Brief: The output is to match the entries below character for character.

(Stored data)
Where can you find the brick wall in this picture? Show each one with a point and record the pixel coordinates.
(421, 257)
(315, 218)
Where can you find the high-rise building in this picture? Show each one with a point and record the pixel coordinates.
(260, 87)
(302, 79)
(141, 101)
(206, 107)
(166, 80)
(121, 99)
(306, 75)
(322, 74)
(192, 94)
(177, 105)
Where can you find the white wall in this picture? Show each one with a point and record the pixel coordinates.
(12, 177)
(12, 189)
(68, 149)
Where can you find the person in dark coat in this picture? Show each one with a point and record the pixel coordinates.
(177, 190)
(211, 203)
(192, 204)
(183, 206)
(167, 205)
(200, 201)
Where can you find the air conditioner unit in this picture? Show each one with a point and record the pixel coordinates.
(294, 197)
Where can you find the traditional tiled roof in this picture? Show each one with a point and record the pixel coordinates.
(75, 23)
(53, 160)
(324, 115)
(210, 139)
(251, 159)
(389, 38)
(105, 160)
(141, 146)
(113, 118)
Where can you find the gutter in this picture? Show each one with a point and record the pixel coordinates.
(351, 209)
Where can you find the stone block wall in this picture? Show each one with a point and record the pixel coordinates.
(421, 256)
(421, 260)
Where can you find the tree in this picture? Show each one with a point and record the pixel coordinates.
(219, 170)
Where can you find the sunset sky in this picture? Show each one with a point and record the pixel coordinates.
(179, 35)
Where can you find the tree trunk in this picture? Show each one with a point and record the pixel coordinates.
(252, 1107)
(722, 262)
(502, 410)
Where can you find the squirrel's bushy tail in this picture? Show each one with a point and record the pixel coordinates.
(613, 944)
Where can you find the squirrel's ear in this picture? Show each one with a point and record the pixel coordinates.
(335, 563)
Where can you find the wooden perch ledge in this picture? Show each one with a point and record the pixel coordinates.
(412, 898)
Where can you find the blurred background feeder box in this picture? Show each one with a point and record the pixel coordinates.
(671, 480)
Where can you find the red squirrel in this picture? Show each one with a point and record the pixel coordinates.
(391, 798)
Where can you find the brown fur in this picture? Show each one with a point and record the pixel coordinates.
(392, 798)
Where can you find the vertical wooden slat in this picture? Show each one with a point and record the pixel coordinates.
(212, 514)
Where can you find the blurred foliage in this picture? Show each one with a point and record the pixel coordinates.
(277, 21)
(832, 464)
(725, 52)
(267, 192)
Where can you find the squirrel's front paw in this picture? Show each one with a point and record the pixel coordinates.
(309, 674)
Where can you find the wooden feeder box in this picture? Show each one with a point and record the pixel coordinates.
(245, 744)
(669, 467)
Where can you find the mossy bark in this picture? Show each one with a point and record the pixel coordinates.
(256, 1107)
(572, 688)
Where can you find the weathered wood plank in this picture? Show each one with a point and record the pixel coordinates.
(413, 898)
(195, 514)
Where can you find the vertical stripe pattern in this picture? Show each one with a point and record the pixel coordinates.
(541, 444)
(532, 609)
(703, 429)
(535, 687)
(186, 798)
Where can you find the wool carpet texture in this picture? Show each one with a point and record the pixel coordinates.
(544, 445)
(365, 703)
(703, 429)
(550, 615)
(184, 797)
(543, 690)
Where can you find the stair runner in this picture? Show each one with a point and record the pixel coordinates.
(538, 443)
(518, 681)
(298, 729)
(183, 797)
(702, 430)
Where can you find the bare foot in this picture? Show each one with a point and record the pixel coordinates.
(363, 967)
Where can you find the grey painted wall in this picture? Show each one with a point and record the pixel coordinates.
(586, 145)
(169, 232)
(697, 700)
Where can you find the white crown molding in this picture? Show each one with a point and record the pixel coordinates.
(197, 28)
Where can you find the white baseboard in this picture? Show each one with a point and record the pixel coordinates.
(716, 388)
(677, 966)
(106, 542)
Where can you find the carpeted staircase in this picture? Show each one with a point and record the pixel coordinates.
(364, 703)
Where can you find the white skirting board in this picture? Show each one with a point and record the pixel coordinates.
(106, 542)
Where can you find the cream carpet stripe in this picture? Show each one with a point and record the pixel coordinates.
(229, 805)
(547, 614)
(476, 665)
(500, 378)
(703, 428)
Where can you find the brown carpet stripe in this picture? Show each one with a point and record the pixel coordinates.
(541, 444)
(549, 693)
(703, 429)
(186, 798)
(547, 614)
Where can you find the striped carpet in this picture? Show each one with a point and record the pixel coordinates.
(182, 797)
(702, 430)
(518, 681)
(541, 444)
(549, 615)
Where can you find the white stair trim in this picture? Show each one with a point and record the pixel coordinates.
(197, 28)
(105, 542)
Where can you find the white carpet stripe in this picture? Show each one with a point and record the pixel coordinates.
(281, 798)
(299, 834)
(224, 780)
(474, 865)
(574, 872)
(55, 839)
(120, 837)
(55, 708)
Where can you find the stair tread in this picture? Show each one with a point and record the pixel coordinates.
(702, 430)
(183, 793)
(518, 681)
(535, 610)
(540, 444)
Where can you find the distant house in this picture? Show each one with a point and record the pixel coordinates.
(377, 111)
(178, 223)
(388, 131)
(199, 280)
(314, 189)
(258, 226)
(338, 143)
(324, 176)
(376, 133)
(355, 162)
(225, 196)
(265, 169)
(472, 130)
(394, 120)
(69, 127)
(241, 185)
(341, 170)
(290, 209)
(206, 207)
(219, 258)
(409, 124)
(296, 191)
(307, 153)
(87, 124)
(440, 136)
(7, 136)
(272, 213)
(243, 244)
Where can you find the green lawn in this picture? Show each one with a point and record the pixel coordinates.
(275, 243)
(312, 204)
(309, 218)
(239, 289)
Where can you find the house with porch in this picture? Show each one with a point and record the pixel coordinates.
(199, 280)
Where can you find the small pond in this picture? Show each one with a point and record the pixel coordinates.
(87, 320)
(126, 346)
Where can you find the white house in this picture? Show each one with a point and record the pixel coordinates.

Response to this task:
Where can you find the brick wall in this picture? Show each one with a point and record the pixel coordinates.
(421, 257)
(315, 218)
Where can you find the high-rise building in this picture? Show each one with a point and record the pixel coordinates.
(260, 87)
(302, 79)
(141, 101)
(206, 107)
(166, 80)
(121, 99)
(306, 75)
(322, 74)
(192, 94)
(177, 105)
Where can you find the white wall in this picture? Show each one with a point and record the pixel coordinates.
(12, 177)
(12, 189)
(68, 149)
Where can you find the person in dark coat in this picture? Show each one with a point and record the pixel coordinates.
(177, 190)
(211, 203)
(192, 204)
(183, 206)
(167, 205)
(200, 201)
Where can you find the air conditioner unit in this picture? Show each one with a point and record the pixel coordinates.
(294, 197)
Where can you find the traditional tiled roof in this picture? Show each one with a point and record the pixel coordinates.
(75, 23)
(53, 160)
(324, 115)
(210, 139)
(251, 159)
(389, 38)
(105, 160)
(141, 146)
(113, 118)
Where can you find the gutter in this picture? Show each one with a point and record the pixel coordinates.
(351, 209)
Where can you find the stone block wall in this picture? Show each one with a point and record the pixel coordinates.
(421, 256)
(421, 260)
Where can you find the tree in this picture? Show each one with a point and record the pixel coordinates.
(219, 170)
Where can you find the sunset sky in this picture? Show each one with a point and record the pixel coordinates.
(179, 35)
Where can you find the tree trunk in this picture? Show each one with a point and record the pixel coordinates.
(252, 1107)
(722, 262)
(502, 410)
Where can you find the squirrel's bushy tail in this picture? Show each one with a point and record the pixel coordinates.
(613, 944)
Where can you find the squirrel's ear in this picture? Show each one with a point and record the pixel coordinates.
(335, 563)
Where can you find the wooden perch ledge in this picture? Show each one with a point and record the pixel coordinates.
(412, 898)
Where can you find the blurred background feeder box in this picture? Show each one with a point and record the pixel coordinates.
(671, 480)
Where can you find the red squirrel in this picture? Show each one with a point and record the pixel coordinates.
(391, 798)
Where can you find the brown fur in this picture? Show each one with a point and record the pixel coordinates.
(392, 798)
Where can you find the vertical wooden slat in this picture? Show each one with a point and record the pixel coordinates.
(212, 514)
Where can you find the blurred foliage in this picture? Show each one with a point and record the pixel coordinates.
(277, 21)
(832, 464)
(725, 52)
(267, 192)
Where can you find the squirrel's front paw in this picture? Show each one with a point and record the pixel coordinates.
(309, 674)
Where can you find the wooden feeder box in this picture? Show each one with a point and record the pixel coordinates.
(245, 744)
(669, 467)
Where can you find the mossy bark in this picture? Show each one with a point and record the pixel coordinates.
(256, 1107)
(572, 688)
Where can you find the weathered wood plank in this picture? Show each one with a point and record the pixel coordinates.
(413, 898)
(195, 514)
Where can you find the vertical stripe pattern in this picture? Show each one with a point and record the pixel coordinates.
(541, 444)
(532, 609)
(703, 429)
(535, 687)
(186, 798)
Where can you find the wool carpet texture in this picture? Show each one with a point and record the pixel coordinates.
(544, 445)
(365, 703)
(703, 429)
(550, 615)
(184, 797)
(543, 690)
Where can you find the stair runner in this picture? Show each one with a point and record the pixel coordinates.
(538, 443)
(518, 681)
(298, 729)
(183, 797)
(702, 430)
Where can you find the bare foot in this picture? Show each one with a point and record the pixel coordinates.
(363, 967)
Where can you find the grey painted wall in this picture? Show each one with a point and record the pixel coordinates.
(586, 145)
(169, 232)
(697, 700)
Where can you find the white crown molding in this picture? Show each one with a point and record the pixel coordinates.
(197, 28)
Where can you find the white baseboard in this picture? Show each one with a point and record the pixel coordinates.
(716, 388)
(677, 966)
(106, 542)
Where can you find the carpeted staircase in this picture? Show each one with a point and record the pixel coordinates.
(364, 703)
Where can you find the white skirting board in this picture? Show each one with a point and record the pixel coordinates.
(106, 542)
Where can you find the cream carpet stripe in this picture? Show each one with a point and record the pixel coordinates.
(229, 805)
(547, 614)
(476, 665)
(500, 378)
(703, 428)
Where can you find the brown carpet stripe in this picture? Show each one with a point and record the pixel coordinates.
(541, 444)
(549, 693)
(703, 429)
(186, 798)
(547, 614)
Where can you find the striped carpet in this picture? Show each one with a point and record the pixel coordinates.
(182, 797)
(702, 430)
(518, 681)
(541, 444)
(549, 615)
Where can you find the white stair trim in this picture? Show each one with a point and record the pixel coordinates.
(197, 28)
(105, 542)
Where can you find the white carpet stripe in this picture? Show each one with a point and record the pixel coordinates.
(281, 798)
(299, 834)
(224, 780)
(474, 865)
(574, 872)
(55, 839)
(120, 837)
(55, 708)
Where can you find the stair tread in this picture? Show each one with a point and record the pixel coordinates.
(702, 430)
(183, 793)
(518, 681)
(535, 610)
(540, 444)
Where can you find the distant house in this picture? Show each one with a point and record the pixel coordinates.
(377, 111)
(178, 223)
(388, 131)
(199, 280)
(314, 189)
(258, 226)
(338, 143)
(324, 176)
(376, 133)
(355, 162)
(225, 196)
(265, 169)
(472, 130)
(394, 120)
(69, 127)
(241, 185)
(341, 170)
(290, 209)
(206, 207)
(219, 258)
(409, 124)
(296, 191)
(307, 153)
(87, 124)
(440, 136)
(7, 136)
(272, 213)
(243, 244)
Where can you find the green lawn in this picture? Show each one with a point and record the pixel coordinates.
(275, 243)
(312, 204)
(309, 218)
(239, 289)
Where can you find the house with porch in this picture? Show each one with a point and record the pixel coordinates.
(199, 280)
Where can you find the small pond in this picture? Show each one with a point and record the pixel coordinates.
(87, 320)
(126, 346)
Where can you find the white house in this picture? Show each one with a point and record the pixel coordinates.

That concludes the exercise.